SOURCE DOCUMENT =>

- Born: Alex M. Lee 1982 (age 43–44) Seoul, South Korea
- Education: School of the Art Institute of Chicago
- Known for: 3D animation, new media art, interactive art, virtual reality
- Notable work: Project H.E.A.R.T., Everything From Here to Infinity
- Movement: electronic art, animation, new media art
- Website: https://alexmlee.com/

= Alex Lee (artist) =

American and South Korean artist (born 1982)

Alex M. Lee (born 1982) is an American and South Korean artist who lives and works in Phoenix, Arizona. He is associate professor of animation at Arizona State University's Herberger Institute for Design & Art and faculty affiliate at ASU's Mesa City Media and Immersive eXperience Center (MIX). His work uses 3D animation, game engines and virtual reality to explore temporality, language, perception and human interpretation in our technological society. His work has been presented at the Goethe Institut, SIGGRAPH, Toronto Digifest, anti-utopias amongst other international venues.

== Background ==
Lee was born in Seoul, South Korea in 1982 and grew up in America. He did his undergraduate and graduate degrees at The School of the Art Institute of Chicago, pursuing photography and digital imaging in the former and then Art & Technology in the latter.

== Career ==

=== Machinic Vision, Selected Works: 2008-2010 ===

Lee's series, Machinic Vision, was featured in the anthology and textbook, "Reframing Photography: theory and practice".
In a documentary video for the release of the textbook, Lee was invited to provide an overview of his series of his early works, which "...emancipates the image from real-world capture by rendering digital images exclusively with computer technology." according to Routledge.

=== The Sands (2017)===
In 2017, Lee was part of a VR group show called The Sands at Essex Flowers, a storefront gallery on the Lower East Side of Manhattan. Reviewed critically by HyperAllergic and Smithsonian magazine, the virtual reality works were curated around the myth of an abandoned casino lying destitute from the bygone era of Fifties Vegas glory, and showcased a 1:1 replica of Essex Flowers venue with embedded digital artworks.

=== Everything from Here To Infinity (2017) ===
“Everything from Here to Infinity” is an immersive virtual reality piece viewed on the Oculus headset, where Lee processes data of celestial objects from the Sloan Digital Sky Survey (SDSS) and re-renders them in a complex spatial universe of abstract expressionist paint strokes. It was most recently debuted at Digifest Toronto

=== Project H.E.A.R.T. (2018)===
In 2018 Lee collaborated with new media artist Erin Gee (artist) to produce an artistic video game, Project H.E.A.R.T. ("Holographic Empathy Attack Robots Team"). It is presented as an installation on a desktop computer with an oculus headset and a biosensor on the user's hand. The sensor would measure changes in their skin conductance and heart rate as they played the video game. Users are challenged to use their focus and empathy to support in-game soldiers' morale in order to win, as opposed to enacting the typical violence in first-person shooter video games.

=== the Fold: Episode I (2020)===
In 2022, Lee debuted his multi-episodic VR project, the Fold. It is a non-linear interactive film and VR-based art game involving rooms with doors containing a concept folding into other rooms with doors. Inspired by Jorge Luis Borges' short story 'The Garden of Forking Paths', it is in the spirit of an 'escape the room' concept which highlights the similarities and differences of technics as it relates to Western and Eastern philosophy. Episode I debuted at the Paris/Berlin Recontres Internationales in Paris and Berlin in 2022 after multiple delays and postponements due to the COVID-19 epidemic.

(Records from a dataset)
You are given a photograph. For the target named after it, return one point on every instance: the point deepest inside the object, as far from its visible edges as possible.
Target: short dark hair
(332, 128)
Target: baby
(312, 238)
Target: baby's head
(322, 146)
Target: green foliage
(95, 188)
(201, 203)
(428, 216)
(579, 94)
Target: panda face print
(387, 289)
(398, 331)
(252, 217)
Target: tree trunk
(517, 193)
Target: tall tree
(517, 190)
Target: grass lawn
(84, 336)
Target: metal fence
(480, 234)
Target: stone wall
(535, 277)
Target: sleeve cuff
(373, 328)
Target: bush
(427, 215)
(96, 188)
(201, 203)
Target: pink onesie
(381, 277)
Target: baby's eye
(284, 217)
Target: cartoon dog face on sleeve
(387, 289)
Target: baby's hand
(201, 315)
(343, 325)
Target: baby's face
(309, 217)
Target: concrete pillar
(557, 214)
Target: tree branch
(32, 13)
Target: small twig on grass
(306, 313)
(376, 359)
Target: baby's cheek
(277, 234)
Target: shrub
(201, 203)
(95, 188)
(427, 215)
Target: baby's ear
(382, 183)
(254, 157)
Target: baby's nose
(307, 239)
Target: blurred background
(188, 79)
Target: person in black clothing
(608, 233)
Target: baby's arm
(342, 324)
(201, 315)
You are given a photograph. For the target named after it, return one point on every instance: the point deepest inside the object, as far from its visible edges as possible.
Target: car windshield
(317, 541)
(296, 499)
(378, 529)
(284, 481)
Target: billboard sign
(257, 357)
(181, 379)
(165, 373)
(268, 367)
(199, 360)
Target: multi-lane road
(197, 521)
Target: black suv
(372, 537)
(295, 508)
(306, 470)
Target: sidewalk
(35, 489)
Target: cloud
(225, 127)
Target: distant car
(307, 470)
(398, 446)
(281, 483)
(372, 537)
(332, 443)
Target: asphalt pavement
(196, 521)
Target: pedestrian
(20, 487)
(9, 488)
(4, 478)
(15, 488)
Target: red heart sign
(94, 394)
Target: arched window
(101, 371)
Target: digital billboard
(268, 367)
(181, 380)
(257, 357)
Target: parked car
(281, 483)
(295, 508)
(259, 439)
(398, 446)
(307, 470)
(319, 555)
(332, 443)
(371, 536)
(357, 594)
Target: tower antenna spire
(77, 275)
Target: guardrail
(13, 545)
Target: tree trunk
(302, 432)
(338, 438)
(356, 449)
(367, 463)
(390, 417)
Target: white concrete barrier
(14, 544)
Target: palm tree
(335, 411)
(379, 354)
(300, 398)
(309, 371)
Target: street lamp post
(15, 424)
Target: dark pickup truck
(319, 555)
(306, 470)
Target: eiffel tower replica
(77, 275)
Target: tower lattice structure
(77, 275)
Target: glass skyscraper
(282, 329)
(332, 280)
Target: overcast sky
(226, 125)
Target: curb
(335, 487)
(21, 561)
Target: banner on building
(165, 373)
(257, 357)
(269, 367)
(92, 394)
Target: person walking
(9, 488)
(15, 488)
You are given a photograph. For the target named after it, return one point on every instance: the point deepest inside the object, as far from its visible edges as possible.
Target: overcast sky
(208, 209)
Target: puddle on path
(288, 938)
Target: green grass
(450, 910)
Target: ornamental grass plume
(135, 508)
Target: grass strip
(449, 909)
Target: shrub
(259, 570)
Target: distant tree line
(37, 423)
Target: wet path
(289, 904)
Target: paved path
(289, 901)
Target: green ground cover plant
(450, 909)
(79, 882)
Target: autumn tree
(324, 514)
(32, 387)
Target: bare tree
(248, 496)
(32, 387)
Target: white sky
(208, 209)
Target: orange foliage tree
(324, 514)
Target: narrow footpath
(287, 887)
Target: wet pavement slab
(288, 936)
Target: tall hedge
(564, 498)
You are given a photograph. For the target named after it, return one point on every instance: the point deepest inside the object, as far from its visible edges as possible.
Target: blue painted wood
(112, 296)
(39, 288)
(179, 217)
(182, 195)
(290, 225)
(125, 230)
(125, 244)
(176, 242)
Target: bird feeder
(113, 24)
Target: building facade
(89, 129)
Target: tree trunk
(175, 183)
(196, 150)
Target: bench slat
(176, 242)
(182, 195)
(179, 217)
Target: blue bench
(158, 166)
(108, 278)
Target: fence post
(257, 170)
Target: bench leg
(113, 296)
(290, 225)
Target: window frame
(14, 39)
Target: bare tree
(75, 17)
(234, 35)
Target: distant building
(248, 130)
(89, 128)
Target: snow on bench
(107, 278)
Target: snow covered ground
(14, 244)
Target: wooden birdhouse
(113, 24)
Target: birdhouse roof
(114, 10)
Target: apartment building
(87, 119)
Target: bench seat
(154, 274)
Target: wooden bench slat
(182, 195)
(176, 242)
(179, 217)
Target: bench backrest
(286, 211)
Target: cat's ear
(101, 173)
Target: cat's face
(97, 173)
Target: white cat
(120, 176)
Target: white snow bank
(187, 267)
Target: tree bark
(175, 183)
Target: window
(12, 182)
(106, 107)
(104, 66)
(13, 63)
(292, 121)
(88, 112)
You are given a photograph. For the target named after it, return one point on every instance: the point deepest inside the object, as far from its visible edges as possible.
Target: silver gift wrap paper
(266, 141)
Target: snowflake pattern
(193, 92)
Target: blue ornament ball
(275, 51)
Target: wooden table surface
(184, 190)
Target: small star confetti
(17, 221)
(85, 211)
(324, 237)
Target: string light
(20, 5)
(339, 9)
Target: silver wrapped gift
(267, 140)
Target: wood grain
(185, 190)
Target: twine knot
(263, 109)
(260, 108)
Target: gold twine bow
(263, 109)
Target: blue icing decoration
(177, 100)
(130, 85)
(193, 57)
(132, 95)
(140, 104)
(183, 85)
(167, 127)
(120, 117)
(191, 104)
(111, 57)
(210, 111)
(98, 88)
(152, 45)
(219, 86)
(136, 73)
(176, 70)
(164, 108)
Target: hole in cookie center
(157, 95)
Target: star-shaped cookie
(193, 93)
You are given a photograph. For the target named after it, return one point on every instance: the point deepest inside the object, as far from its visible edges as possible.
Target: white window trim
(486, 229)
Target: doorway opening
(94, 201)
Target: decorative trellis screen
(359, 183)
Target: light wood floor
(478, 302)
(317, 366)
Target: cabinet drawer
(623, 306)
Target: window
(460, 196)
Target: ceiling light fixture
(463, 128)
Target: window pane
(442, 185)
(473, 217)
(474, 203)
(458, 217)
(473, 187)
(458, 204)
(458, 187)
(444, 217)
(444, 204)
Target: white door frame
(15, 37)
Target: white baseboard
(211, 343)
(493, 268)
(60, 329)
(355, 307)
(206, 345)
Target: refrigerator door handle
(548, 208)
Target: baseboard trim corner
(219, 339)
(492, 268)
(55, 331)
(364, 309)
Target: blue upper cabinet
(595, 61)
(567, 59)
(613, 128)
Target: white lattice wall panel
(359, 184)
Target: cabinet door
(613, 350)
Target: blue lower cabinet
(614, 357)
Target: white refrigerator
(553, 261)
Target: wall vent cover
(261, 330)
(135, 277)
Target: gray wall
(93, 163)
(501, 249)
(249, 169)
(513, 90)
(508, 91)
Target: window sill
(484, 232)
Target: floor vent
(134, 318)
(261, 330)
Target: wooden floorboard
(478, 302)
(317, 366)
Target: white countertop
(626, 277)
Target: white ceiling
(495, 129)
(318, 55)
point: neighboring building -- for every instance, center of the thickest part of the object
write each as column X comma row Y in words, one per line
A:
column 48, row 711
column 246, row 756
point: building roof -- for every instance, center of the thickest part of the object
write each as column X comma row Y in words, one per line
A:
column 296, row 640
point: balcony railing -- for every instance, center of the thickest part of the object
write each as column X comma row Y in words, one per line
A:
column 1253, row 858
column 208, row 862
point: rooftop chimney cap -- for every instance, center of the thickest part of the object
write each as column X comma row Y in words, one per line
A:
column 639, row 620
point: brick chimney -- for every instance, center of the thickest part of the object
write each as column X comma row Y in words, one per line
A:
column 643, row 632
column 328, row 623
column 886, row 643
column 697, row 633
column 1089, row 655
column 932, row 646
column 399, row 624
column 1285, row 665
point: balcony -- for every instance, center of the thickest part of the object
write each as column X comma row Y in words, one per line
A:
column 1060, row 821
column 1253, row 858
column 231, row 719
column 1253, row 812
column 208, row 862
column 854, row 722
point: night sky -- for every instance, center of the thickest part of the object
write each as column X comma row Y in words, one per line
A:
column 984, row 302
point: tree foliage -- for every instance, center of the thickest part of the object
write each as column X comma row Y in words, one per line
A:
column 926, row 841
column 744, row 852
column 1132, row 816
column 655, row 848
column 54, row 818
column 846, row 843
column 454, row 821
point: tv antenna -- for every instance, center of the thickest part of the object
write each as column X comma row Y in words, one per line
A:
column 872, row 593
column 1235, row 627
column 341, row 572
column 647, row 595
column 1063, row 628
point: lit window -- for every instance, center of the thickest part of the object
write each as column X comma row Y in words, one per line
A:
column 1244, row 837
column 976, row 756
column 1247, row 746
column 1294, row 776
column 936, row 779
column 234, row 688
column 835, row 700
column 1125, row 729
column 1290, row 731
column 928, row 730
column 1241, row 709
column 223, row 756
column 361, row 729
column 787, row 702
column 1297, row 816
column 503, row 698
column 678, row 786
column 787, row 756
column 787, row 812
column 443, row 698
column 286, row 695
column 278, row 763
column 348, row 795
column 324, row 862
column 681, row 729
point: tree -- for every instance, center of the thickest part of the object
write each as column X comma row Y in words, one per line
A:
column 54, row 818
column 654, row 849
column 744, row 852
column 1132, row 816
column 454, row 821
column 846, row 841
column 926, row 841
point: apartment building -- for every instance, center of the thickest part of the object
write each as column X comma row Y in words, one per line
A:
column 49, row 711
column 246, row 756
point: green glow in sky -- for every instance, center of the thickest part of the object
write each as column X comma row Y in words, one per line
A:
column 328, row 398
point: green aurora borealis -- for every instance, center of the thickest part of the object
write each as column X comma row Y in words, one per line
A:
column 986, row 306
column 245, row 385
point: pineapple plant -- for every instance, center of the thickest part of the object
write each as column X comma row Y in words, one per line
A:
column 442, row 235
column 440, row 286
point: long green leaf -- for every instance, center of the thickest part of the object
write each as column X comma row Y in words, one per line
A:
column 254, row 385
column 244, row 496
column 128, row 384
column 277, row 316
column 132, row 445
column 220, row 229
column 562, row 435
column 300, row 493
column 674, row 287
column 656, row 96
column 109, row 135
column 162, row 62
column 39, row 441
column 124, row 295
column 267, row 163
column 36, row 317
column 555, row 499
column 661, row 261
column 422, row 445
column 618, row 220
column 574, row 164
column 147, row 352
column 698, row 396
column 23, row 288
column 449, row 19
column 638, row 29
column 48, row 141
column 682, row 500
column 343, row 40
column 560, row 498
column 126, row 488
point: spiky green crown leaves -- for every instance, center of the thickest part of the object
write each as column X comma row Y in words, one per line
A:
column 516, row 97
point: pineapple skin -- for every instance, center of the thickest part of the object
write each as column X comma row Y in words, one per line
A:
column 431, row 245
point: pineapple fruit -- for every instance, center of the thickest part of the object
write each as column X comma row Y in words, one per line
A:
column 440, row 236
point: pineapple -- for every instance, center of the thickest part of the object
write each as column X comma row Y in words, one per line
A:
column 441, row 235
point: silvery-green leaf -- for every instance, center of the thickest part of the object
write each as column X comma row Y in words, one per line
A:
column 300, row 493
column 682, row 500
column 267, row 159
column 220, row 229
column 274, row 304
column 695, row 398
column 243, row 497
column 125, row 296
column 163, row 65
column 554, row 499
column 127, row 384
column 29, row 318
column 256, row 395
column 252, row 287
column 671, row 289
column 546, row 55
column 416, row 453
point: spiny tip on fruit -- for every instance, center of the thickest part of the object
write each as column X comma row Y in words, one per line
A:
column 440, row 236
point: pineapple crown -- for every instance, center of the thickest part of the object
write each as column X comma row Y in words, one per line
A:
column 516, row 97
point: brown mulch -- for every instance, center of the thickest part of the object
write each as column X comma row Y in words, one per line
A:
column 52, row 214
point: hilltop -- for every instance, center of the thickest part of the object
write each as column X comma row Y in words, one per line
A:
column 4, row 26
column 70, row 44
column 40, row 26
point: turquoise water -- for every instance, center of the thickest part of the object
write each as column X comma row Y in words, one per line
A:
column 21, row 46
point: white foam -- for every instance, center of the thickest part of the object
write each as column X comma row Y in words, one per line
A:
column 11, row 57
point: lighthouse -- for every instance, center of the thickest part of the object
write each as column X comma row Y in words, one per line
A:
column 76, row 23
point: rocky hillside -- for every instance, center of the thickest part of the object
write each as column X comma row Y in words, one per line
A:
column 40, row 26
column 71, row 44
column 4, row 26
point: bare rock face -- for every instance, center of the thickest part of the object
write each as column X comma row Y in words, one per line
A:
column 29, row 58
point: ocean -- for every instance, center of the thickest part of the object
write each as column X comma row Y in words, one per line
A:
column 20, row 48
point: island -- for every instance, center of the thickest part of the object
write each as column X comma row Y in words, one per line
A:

TASK OBJECTIVE =>
Using the article on Alex Lee, answer these questions:
1. In what city and year was Lee born?
2. Which gallery held The Sands, and where is it located?
3. What survey provided the celestial data for "Everything from Here to Infinity"?
Answer from the text about Alex Lee only, not from the material.

TASK SOLUTION =>
1. Seoul, South Korea, in 1982.
2. Essex Flowers, a storefront gallery on the Lower East Side of Manhattan.
3. The Sloan Digital Sky Survey (SDSS).